▶ **Directions**
Reproduce every line of the material below exactly, changing nothing.

[Rows taken from a pointing dataset]
::::
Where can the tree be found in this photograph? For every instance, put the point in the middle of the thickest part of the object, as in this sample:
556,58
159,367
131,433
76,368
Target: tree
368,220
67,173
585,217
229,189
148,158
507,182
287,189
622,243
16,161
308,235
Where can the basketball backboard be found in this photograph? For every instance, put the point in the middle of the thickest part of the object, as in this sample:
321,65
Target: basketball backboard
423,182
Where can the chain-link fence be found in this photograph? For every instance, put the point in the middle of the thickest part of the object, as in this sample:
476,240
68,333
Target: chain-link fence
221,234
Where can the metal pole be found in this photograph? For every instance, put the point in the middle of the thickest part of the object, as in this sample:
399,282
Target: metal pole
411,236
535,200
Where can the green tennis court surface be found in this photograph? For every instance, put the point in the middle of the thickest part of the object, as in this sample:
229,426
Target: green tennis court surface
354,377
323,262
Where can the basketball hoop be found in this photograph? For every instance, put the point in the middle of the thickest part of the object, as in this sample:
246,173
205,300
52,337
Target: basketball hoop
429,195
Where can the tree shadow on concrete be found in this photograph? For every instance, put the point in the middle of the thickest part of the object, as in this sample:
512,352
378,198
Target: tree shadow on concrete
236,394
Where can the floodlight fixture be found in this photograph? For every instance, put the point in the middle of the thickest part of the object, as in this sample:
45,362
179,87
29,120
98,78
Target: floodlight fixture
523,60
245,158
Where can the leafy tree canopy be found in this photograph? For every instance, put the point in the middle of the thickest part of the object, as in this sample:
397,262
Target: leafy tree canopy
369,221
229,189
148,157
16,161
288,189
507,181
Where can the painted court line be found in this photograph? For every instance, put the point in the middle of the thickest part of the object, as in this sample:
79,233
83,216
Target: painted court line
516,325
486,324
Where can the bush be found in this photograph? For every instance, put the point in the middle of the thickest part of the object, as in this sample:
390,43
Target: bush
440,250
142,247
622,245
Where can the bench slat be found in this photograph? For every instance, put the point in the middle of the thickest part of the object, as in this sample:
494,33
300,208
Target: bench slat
::::
▶ **Full solution**
Where can the tree be found in this photograph? For every instance, put the point in the middle of the thickest part of the object, as in this sample:
556,58
159,367
131,433
76,368
Target: tree
368,220
67,173
585,217
229,189
148,158
507,182
287,189
622,243
16,161
308,235
Where can the basketball backboard be found in this photograph? For every instance, put the point in the middle of the thickest part of the object, as in this sample:
321,65
Target: basketball backboard
423,182
Where can the chain-link fence be found in this photograph? For every instance, put the point in the middle of the thickest part of the object, as in this sample:
476,240
68,333
Target: chain-link fence
221,234
Where can the metal pole be found in this photograph? For every instance, put the point in the middle of the thickest part of the object, as in this sample:
399,282
Target: metal pole
411,236
535,200
Where can the green tennis court surface be found in this photograph? For every instance, put the point in the middle of the thickest part of the object, as in this sample:
229,426
Target: green tennis court surface
354,377
323,262
Where can the basketball hoop be found in this photograph? For every instance, put the point in the middle of the thickest part of the object, as in this sample:
246,173
205,300
52,337
Target: basketball hoop
429,195
Where can the tree shadow on concrete be found in this photograph? For every instance, put the point in the middle of the thickest part of the object, as in this sample:
512,352
378,198
Target: tree shadow on concrete
236,394
Where can the floodlight fixture be found in this photograph? For every instance, put the point in the middle of the thickest part of the object, as in this sample:
45,362
179,87
29,120
98,78
Target: floodlight fixture
523,60
245,158
Where can the leafy tree canopy be found in this photograph? For every instance, put the point in the middle of the thickest part of the object, as in this sample:
397,262
Target: leafy tree canopy
369,221
229,189
148,157
16,161
288,189
507,181
Where can the painted court line be found in this photograph? For every instance, put the point in the middle of the thickest part of the object, as in this sample:
79,233
83,216
Target: painted court line
516,325
486,324
Where can the bush be found in this photograph? For every instance, put the point in the middle of the thickest part of the object, as in this sample:
390,43
Target: bush
440,250
142,247
622,245
Where can the bench slat be found in this photograph? For every instance, put the point in the middle of the thickest part of the object, as in this sample:
494,33
300,208
Target: bench slat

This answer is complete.